▶ **REQUIRED WORK**: Report every line of the records below that contains the word "peak".

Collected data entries
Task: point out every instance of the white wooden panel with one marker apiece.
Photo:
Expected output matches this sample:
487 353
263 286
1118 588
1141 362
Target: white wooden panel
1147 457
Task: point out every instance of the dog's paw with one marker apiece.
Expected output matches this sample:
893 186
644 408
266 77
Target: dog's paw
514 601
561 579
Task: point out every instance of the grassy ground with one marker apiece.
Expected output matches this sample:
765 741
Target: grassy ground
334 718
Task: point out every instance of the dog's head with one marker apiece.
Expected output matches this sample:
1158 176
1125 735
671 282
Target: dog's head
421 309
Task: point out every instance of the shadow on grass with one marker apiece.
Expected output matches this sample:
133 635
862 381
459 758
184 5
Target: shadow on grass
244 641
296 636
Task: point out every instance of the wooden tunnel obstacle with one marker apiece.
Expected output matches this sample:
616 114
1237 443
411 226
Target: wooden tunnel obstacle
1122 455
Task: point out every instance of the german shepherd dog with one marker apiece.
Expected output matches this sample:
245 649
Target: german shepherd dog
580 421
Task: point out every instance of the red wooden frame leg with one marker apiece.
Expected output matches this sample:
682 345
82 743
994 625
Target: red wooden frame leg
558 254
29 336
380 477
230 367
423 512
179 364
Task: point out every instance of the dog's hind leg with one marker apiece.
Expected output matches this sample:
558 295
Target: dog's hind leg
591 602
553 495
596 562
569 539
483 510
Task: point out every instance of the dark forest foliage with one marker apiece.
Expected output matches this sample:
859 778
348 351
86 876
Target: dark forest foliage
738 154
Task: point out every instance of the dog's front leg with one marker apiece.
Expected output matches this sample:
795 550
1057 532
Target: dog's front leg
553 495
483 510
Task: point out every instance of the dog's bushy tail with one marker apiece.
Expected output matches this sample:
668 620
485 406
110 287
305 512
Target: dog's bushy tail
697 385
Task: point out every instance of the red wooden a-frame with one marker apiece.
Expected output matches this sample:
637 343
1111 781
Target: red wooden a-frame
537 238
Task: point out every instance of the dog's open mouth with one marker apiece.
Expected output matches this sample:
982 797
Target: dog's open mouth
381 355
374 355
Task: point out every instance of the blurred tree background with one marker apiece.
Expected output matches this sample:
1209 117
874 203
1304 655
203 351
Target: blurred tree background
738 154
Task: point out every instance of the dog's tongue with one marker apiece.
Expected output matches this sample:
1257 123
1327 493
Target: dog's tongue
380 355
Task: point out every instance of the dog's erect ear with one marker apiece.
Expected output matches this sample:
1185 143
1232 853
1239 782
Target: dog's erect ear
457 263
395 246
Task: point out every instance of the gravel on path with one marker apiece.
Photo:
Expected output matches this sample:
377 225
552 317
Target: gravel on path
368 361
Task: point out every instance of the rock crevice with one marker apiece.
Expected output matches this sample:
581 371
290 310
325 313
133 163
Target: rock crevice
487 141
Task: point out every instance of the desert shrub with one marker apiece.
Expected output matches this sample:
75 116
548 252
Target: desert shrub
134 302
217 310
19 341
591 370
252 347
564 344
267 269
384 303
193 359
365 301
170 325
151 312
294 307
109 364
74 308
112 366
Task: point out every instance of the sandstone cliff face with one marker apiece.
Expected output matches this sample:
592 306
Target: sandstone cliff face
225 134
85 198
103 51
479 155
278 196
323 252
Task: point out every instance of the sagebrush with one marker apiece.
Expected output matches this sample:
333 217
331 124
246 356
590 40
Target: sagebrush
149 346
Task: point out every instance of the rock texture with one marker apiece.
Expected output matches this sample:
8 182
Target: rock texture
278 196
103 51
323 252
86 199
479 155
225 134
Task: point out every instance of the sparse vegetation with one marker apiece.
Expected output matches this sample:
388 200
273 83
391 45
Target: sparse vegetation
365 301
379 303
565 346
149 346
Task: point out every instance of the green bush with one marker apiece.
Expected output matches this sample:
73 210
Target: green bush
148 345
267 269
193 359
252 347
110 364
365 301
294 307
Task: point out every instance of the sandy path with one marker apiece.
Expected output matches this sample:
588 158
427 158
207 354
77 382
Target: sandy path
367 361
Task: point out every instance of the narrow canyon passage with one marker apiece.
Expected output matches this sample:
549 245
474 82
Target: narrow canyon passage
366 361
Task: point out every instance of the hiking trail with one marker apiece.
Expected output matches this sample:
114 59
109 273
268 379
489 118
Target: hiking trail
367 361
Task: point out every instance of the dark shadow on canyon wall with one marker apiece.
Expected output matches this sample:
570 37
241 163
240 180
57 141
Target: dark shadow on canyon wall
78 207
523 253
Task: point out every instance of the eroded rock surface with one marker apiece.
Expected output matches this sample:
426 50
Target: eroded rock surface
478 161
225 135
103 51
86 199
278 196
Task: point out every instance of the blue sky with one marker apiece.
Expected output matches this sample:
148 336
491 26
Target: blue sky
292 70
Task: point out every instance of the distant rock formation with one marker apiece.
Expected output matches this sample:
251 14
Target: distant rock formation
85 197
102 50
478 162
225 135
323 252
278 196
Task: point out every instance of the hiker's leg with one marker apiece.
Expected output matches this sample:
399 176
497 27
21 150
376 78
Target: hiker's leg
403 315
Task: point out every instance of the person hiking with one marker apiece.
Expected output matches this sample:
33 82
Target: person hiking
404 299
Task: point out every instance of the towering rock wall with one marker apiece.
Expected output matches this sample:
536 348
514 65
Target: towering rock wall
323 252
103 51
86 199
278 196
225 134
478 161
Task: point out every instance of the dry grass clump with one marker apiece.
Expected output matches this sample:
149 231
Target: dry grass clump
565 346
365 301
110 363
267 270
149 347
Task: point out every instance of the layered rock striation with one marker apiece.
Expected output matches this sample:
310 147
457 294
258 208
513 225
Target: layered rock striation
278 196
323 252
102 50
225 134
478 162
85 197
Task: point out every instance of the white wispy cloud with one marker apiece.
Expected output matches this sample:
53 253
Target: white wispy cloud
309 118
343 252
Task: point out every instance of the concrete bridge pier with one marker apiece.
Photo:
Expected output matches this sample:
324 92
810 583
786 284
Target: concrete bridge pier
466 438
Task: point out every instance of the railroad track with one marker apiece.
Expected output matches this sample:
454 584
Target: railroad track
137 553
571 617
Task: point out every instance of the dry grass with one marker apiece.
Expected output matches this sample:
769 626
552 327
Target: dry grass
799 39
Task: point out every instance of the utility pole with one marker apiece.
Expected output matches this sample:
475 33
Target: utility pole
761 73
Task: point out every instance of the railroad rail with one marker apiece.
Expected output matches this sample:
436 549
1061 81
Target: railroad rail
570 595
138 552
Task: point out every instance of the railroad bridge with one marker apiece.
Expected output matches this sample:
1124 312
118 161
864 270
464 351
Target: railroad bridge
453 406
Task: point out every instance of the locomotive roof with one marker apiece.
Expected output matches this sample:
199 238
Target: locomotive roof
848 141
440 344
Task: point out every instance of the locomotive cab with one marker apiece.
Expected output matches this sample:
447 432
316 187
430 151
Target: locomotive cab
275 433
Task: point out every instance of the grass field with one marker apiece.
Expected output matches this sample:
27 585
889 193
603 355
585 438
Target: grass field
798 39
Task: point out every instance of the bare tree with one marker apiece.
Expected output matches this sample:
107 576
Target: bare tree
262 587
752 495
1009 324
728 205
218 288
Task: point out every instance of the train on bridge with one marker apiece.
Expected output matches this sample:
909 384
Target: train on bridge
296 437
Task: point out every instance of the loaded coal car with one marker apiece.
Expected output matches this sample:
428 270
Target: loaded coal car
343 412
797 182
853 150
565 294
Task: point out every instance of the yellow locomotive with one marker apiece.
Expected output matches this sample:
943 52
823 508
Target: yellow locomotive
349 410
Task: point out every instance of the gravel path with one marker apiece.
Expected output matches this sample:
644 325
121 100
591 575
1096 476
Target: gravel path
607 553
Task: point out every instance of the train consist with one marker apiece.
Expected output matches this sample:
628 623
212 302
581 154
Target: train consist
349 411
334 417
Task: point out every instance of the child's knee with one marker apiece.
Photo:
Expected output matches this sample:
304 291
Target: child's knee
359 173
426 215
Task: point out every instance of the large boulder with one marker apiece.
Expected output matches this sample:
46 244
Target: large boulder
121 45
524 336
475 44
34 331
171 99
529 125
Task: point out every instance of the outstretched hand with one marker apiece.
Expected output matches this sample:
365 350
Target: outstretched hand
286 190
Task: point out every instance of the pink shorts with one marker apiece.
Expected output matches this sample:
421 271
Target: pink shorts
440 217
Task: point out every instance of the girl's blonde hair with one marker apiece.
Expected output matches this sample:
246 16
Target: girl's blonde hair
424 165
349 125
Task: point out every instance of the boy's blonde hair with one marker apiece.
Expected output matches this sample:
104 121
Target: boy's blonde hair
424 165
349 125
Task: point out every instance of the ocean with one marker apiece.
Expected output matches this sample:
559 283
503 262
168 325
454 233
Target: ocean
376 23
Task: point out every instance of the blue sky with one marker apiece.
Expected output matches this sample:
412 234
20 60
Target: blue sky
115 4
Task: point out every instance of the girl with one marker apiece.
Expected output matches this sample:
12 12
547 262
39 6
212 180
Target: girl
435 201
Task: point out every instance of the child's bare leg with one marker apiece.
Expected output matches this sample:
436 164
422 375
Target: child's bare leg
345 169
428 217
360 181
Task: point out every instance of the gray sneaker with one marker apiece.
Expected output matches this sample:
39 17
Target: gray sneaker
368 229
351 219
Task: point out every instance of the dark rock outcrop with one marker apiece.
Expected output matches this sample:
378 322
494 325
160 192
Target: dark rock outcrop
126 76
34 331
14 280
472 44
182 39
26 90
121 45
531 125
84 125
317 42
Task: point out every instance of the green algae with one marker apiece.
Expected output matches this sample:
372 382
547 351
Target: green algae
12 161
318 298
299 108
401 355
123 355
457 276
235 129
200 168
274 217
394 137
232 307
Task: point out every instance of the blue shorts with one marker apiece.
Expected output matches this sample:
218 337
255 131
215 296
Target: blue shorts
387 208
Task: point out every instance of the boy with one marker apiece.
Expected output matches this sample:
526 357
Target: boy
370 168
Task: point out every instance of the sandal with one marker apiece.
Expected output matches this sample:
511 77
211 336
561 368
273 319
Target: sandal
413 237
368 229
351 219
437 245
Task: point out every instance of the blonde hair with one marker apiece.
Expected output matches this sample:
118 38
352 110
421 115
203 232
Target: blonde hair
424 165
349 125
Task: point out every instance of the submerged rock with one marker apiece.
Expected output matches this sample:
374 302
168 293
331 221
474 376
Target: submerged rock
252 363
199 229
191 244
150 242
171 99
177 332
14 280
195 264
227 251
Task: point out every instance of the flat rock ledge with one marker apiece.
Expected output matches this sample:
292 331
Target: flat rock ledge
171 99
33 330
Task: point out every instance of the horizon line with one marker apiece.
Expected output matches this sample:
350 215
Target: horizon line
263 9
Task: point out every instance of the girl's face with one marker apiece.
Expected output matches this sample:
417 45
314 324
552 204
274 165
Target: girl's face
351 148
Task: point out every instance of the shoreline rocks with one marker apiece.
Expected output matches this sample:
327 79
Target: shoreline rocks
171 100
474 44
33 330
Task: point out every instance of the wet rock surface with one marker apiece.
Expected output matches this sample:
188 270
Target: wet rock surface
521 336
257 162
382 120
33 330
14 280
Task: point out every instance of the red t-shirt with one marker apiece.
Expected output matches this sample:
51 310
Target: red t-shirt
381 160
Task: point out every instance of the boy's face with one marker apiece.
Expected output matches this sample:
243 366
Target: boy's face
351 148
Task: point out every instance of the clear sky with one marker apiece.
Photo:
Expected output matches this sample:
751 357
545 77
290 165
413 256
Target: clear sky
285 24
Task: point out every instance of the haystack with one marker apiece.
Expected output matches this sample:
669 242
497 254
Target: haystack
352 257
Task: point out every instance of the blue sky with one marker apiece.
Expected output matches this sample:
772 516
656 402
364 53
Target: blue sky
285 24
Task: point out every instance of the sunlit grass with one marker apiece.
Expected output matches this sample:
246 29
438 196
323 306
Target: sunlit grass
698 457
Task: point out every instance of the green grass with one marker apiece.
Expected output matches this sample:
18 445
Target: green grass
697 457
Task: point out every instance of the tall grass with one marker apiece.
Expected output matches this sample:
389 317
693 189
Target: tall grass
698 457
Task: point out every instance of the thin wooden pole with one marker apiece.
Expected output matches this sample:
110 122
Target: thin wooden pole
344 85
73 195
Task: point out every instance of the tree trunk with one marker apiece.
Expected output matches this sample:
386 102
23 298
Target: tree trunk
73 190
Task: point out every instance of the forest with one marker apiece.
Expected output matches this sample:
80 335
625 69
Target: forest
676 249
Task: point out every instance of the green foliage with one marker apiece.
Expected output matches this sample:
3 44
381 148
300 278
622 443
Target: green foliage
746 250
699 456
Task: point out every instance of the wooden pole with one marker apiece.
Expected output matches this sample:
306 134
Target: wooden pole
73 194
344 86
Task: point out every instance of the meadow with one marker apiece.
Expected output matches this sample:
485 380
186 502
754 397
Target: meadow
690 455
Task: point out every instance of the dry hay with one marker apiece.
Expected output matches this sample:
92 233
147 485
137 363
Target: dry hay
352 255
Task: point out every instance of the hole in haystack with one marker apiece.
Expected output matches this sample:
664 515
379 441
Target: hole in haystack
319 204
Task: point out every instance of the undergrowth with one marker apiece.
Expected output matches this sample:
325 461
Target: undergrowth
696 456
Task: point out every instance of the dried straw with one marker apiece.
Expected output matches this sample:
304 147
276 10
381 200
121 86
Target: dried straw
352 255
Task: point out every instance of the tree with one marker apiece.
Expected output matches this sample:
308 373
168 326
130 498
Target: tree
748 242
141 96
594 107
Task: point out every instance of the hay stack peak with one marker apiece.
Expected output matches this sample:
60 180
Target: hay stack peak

▶ **RESPONSE TO THIS EXERCISE**:
Task: point out every instance of the hay stack peak with one marker apiece.
Target: hay stack peak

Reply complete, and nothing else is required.